#### Natural-language object grounding data:
---
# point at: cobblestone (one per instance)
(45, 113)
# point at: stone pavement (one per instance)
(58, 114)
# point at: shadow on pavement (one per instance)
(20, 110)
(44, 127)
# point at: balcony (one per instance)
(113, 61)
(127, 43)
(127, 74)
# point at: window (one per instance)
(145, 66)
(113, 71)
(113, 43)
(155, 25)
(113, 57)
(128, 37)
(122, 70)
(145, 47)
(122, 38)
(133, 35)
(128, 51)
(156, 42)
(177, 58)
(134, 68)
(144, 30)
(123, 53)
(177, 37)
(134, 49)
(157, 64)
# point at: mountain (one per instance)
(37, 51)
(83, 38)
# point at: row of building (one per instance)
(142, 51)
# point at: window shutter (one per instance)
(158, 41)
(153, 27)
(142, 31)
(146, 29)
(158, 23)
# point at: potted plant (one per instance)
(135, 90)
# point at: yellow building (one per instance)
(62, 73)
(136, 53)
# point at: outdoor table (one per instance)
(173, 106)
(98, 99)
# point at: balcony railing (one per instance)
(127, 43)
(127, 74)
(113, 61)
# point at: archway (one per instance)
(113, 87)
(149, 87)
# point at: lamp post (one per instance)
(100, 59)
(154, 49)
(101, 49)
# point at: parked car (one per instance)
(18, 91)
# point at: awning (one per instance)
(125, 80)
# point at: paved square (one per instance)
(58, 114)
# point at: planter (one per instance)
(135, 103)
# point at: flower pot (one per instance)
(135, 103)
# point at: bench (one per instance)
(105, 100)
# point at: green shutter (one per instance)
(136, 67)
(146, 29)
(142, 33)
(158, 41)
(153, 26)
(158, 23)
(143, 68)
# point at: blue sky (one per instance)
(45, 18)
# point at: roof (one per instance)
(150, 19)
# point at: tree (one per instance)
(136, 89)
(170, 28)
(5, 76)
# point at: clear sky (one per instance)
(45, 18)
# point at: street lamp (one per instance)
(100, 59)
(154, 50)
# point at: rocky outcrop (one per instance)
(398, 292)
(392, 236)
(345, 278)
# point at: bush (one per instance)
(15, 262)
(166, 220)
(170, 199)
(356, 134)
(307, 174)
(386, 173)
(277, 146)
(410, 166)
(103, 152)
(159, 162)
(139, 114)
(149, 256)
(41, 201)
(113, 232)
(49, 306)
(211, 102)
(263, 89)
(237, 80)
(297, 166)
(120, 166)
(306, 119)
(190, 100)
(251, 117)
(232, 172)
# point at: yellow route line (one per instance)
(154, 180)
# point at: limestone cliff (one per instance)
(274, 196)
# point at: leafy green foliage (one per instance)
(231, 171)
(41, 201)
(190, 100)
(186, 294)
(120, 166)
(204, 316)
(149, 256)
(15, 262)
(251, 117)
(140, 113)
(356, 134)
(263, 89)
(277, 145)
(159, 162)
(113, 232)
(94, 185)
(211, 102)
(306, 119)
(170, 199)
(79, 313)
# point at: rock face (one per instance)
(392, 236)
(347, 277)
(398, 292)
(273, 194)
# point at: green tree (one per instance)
---
#### WHAT IS NEEDED:
Every entry is to be returned exactly, with nothing dropped.

#### RESPONSE BOX:
# point at: cobblestone (one per instance)
(45, 113)
# point at: stone pavement (one per instance)
(58, 114)
# point at: shadow on pavement (one per instance)
(20, 110)
(44, 127)
# point at: balcony (one per instance)
(113, 61)
(127, 43)
(127, 74)
# point at: window (one per instance)
(145, 66)
(113, 71)
(113, 43)
(155, 25)
(113, 57)
(128, 37)
(122, 70)
(145, 47)
(122, 38)
(133, 35)
(128, 51)
(156, 42)
(177, 58)
(134, 68)
(144, 30)
(123, 53)
(177, 37)
(134, 49)
(157, 64)
# point at: mountain (one per instance)
(37, 51)
(83, 38)
# point at: row of building (one per instance)
(142, 51)
# point at: window shutter (one per instance)
(158, 41)
(153, 27)
(142, 31)
(146, 29)
(158, 23)
# point at: potted plant (one per instance)
(135, 90)
# point at: yellow building (one per instance)
(62, 73)
(136, 53)
# point at: outdoor table (one per instance)
(173, 106)
(98, 99)
# point at: balcony railing (one per instance)
(127, 43)
(127, 74)
(113, 61)
# point at: archway (one per instance)
(113, 87)
(149, 87)
# point at: lamp post (one per instance)
(100, 59)
(154, 49)
(101, 49)
# point at: parked car (one per instance)
(18, 91)
# point at: awning (one per instance)
(125, 80)
# point at: paved square (one per instance)
(58, 114)
# point at: planter (one per instance)
(135, 103)
# point at: flower pot (one per instance)
(135, 103)
# point at: bench (one per instance)
(105, 100)
# point at: green shutter (one per instance)
(136, 67)
(146, 29)
(142, 33)
(158, 41)
(153, 26)
(158, 23)
(143, 68)
# point at: blue sky (one per instance)
(45, 18)
# point at: roof (one per instance)
(150, 19)
# point at: tree (one per instance)
(136, 89)
(170, 28)
(5, 76)
# point at: clear sky (one per instance)
(45, 18)
# point at: street lamp (one per instance)
(100, 59)
(154, 50)
# point at: rocky outcrop (one per instance)
(398, 292)
(392, 236)
(345, 278)
# point at: bush (one per instance)
(15, 262)
(166, 220)
(170, 199)
(356, 134)
(307, 174)
(386, 173)
(277, 146)
(410, 166)
(103, 152)
(159, 162)
(139, 114)
(149, 256)
(41, 201)
(113, 232)
(49, 306)
(211, 102)
(263, 89)
(237, 80)
(297, 166)
(120, 166)
(306, 119)
(190, 100)
(251, 117)
(232, 172)
# point at: yellow route line (one per instance)
(154, 180)
# point at: limestone cliff (one per instance)
(274, 196)
# point at: leafy green foliage (one per instance)
(231, 171)
(41, 201)
(190, 100)
(186, 294)
(120, 166)
(204, 316)
(149, 256)
(15, 262)
(251, 117)
(140, 113)
(356, 134)
(263, 89)
(277, 145)
(159, 162)
(113, 232)
(94, 185)
(211, 102)
(306, 119)
(170, 199)
(79, 313)
# point at: rock face (one per instance)
(392, 236)
(347, 277)
(398, 292)
(273, 194)
# point at: green tree (one per instance)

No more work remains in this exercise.